Modera i toni!   :Rolling Eyes: 

Ti consigio una forma del tipo

"non offenderti ma questa mi sembra una cosa sbagliata"

e

"lasciare il login con password è ormai riconosciuta come una cosa obsoleta e insicura"

Dici le stesse cose ma in modo molto più educato non ti pare?   :Rolling Eyes: 

P.S. non scatenate flame

----------

## .:chrome:.

 *darkdude wrote:*   

> guarda che anche con la chiave non è sicuro niente..  può finire in mani sbagliate o andare persa..

 la chiave infatti andrebbe protetta da password, non genero mai chiave a meno di 4096 bit, giro con una chiave UDB con una copia di tutte le chiavi, e comunque le sostituisco periodicamente.

 *darkdude wrote:*   

> segnalare gli abuse è un gesto irresponsabile?? (..parlo di segnalare abuse non 1 tentativo di connessione fallito)
> 
> e certo che posso lamentarmi (anzi devo) se mi rubano la macchina anche se ci avevo messo sopra un cartello gigante con scritto "PER FAVORE RUBATEMELA!!!" ... è di mia prorietà e nessuno ha il diritto di danneggiarla/usarla/altro.

 non mi riferivo alla segnalazione, quanto all'affidare a sicurezza di una macchina alla sicurezza della password.

è un mezzo intrinsecamente insicuro, e se scelgo di usarlo sono solo fatti miei. qualora dovessi avere dei danni e dovessi lamentarmi CHIUNQUE mi risponderebbe che non ho preso le adeguate misure di sicurezza, e la colpa ricadrebbe automaticamente su di me.

----------

## Cazzantonio

State andando OT oltretutto... io direi di tornare al tema centrale del thread...   :Rolling Eyes: 

----------

## Kernel78

 *k.gothmog wrote:*   

> 
> 
> ti prego, non offenderti, ma questa è un'emerita cazzata
> 
> 

 

Io posso anche non offendermi ma tu puoi anche usare termini meno volgari, ci sono molti altri modi per esprimere lo stesso concetto in maniera assolutamente non offensiva.

Io non mi offendo ma ti prego di imparare a esprimerti in maniera non offensiava, almeno con me  :Wink:  (così ti risparmi l'umiliazione di dovermi pregare per qualcosa  :Laughing:  )

 *k.gothmog wrote:*   

> 
> 
> per definizione, la sicurezza in senso assoluto non esiste, e sempre per definizione un server SSH che accetta login con password è insicuro e stai certo che un giorno entreranno.
> 
> usando il login solo con chiave tagli la testa al toro. entra solo chi ha una chiave. a tutti gli altri il servizio appare chiuso.
> ...

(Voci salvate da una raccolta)
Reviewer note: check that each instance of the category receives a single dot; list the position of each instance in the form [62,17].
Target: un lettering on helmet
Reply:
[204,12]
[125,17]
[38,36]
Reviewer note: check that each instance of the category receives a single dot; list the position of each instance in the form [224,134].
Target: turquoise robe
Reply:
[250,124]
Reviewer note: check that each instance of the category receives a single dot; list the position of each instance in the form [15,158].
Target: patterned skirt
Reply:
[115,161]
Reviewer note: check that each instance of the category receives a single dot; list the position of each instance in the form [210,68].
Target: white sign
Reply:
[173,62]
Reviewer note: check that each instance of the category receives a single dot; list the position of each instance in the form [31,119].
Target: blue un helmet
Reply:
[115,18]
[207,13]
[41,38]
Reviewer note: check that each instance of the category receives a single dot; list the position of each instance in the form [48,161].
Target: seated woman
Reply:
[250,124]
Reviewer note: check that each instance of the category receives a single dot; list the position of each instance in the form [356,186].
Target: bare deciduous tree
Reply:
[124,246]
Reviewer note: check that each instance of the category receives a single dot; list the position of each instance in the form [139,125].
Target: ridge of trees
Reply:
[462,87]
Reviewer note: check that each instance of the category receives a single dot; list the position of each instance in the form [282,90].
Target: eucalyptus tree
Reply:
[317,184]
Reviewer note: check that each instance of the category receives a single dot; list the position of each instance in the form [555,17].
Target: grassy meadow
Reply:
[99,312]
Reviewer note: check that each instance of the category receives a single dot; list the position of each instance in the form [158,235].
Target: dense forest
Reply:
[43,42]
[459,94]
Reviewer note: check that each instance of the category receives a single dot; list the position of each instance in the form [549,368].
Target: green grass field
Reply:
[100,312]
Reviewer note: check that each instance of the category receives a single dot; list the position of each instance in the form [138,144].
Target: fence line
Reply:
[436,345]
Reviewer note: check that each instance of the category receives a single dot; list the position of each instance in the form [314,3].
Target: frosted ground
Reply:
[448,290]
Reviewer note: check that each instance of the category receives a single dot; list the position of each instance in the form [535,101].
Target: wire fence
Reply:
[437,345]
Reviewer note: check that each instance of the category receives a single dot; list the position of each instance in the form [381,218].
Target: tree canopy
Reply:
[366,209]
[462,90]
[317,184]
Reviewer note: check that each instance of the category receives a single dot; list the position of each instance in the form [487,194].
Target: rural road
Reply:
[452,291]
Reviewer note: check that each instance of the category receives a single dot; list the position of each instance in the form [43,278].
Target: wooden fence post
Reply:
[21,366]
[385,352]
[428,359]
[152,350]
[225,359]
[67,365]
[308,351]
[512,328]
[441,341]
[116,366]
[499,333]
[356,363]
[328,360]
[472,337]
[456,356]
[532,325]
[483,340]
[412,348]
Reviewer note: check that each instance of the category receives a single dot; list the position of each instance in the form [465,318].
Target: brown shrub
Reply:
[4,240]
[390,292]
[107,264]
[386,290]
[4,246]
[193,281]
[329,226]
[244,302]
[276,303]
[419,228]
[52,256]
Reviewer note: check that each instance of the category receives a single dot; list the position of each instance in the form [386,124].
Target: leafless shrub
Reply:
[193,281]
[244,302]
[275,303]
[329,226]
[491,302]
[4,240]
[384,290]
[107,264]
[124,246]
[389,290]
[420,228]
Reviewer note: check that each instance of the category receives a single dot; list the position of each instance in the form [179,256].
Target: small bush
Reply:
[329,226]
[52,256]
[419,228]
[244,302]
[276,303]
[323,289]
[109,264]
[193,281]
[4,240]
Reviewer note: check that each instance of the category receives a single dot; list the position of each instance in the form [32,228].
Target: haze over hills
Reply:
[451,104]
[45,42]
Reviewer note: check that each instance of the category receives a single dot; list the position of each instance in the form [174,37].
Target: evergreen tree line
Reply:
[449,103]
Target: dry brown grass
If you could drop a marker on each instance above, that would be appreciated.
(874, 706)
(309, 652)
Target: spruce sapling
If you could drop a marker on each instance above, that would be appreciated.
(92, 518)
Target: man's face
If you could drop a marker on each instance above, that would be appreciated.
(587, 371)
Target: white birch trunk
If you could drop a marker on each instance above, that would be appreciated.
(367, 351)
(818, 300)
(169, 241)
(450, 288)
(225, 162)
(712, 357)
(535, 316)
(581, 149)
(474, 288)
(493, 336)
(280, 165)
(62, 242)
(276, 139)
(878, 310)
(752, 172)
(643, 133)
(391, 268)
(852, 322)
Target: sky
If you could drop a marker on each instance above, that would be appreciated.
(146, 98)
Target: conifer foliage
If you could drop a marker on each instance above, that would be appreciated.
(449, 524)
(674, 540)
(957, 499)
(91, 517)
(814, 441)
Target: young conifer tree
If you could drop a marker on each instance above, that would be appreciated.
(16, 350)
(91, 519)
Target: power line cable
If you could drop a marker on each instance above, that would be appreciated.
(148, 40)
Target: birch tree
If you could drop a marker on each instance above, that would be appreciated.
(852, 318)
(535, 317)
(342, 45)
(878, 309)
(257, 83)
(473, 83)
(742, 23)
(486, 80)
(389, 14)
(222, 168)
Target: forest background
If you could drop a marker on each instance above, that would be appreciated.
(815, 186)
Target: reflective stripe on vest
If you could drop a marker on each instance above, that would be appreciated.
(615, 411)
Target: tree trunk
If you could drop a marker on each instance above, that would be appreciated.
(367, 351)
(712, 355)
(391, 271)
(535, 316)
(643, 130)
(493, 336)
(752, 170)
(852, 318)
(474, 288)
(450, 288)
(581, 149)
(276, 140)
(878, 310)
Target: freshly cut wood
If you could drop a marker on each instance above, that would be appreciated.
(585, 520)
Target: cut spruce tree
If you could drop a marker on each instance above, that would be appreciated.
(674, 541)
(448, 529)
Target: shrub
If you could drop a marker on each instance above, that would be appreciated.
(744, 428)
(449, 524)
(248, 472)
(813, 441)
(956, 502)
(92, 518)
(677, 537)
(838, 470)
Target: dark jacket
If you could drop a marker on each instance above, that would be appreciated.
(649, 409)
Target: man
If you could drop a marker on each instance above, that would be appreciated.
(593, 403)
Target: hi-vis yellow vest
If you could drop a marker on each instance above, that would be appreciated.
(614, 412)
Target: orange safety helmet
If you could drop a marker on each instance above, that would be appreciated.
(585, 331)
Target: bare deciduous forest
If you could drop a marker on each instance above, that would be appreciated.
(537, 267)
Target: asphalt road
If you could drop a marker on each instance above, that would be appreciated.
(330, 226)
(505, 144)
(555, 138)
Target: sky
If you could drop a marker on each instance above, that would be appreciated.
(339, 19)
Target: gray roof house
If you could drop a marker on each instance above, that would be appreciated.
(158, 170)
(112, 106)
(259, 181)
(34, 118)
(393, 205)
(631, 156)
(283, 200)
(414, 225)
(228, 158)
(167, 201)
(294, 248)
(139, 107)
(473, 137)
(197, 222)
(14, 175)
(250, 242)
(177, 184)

COMPITO SCRITTO 1: Nella discussione sul login SSH, spiega in una-tre frasi perché .:chrome:. afferma che la colpa di eventuali danni ricadrebbe automaticamente su di lui.
COMPITO SCRITTO 2: Prosegui la discussione sul login SSH a partire dall'ultima frase riportata.
I dati provengono da un'altra fonte.

RISPOSTA ATTESA 1: Secondo .:chrome:., la password è un mezzo intrinsecamente insicuro, quindi se sceglie di usarla è solo affar suo. Se subisse dei danni e si lamentasse, chiunque gli risponderebbe che non ha preso le adeguate misure di sicurezza.

RISPOSTA ATTESA 2:
Lasciami allora ridefinire la mia affermazione...

Il mio server accetta username e password ma solo per due username e se qualcuno prova a entrare sbagliando anche solo 1 tentativo il mio server aggiunge quell'ip alla lista di quelli da droppare.

Non sarà il massimo della sicurezza ma per fare più tentativi devono "bruciare" più indirizzi ip e il fatto che non ho nulla di rilevante nel mio pc non dovrebbe dare grandi motivazioni ad un potenziale invasore ...

 *k.gothmog wrote:*   

> 
> 
> lasciare il login con password è ormai un gesto irresponsabile e stupido. altrettanto lo è mandare segnalazioni agli abuse: non puoi lamentarti perché ti rubano la macchina, se poi tu la lasci con le portiere aperte e òle chiavi inserite

 

Questa mi sembra un esagerazione bella e buona, se la metafora reggesse tutti i 199 ip che fino ad ora hanno tentato di entrare sarebbero dovuti riuscire nel loro intento senza il minimo problema. Al massimo una similitudine più calzante potrebbe essere tra una porta chiusa a chiave e il caveau di una banca.

Che possa essere un gesto irresponsabile posso essere anche d'accordo ma non trovo che lo sia ne più ne meno che fare "FUD" con le tue similitudini esagerate. Che possa essere stupido ... diamine, dai messaggi che scrivi si vede che sei un tipo "focoso" ma visto che non mi conosci e non conosci le motivazioni delle mie azioni ti pregherei di evitare o smussare questi commenti gratuiti   :Wink: 

----------

## .:chrome:.

 *Kernel78 wrote:*   

> Questa mi sembra un esagerazione bella e buona, se la metafora reggesse tutti i 199 ip che fino ad ora hanno tentato di entrare sarebbero dovuti riuscire nel loro intento senza il minimo problema

 no, aspetta... non così...

la questione è she SSH si basa si hash, e sulle collisioni si MD5 e SHA-1 si è scritta una valanga di roba dall'estate 2004 ad oggi. con poche ore di calcolo di un normalissimo PC (nemmeno troppo potente) che trovi in qualsiasi casa puoi generare un hash valido per il login. questo lo sapevi?

le chiavi si basano su un sistema challenge-response non replicabile in assenza della chiave privata. a te non costa niente e risolveresti in blocco tutti i tuoi problemi, compreso l'invio degli abuse, che con ogni probabilità verranno pure classificati come spam

----------

## Ic3M4n

beh che dire... anche qui non posso non dar ragione al nostro "brusco" k.gothmog. inoltre oserei dire che l'utilizzo delle chiavi è anche molto ma molto più comodo, oltre, logicamente ad aumentare la sicurezza intrinseca dell'autenticazione. 

c'è da dire per contro che si può invece ricorrere in tutta quella serie di rischi causati dall'accesso del client da persone esterne, che con un semplice ssh host hanno accesso all'altra macchina (dando per scontato che chiunque inibisca l'accesso via ssh a root).

----------

## Kernel78

 *k.gothmog wrote:*   

>  *Kernel78 wrote:*   Questa mi sembra un esagerazione bella e buona, se la metafora reggesse tutti i 199 ip che fino ad ora hanno tentato di entrare sarebbero dovuti riuscire nel loro intento senza il minimo problema no, aspetta... non così...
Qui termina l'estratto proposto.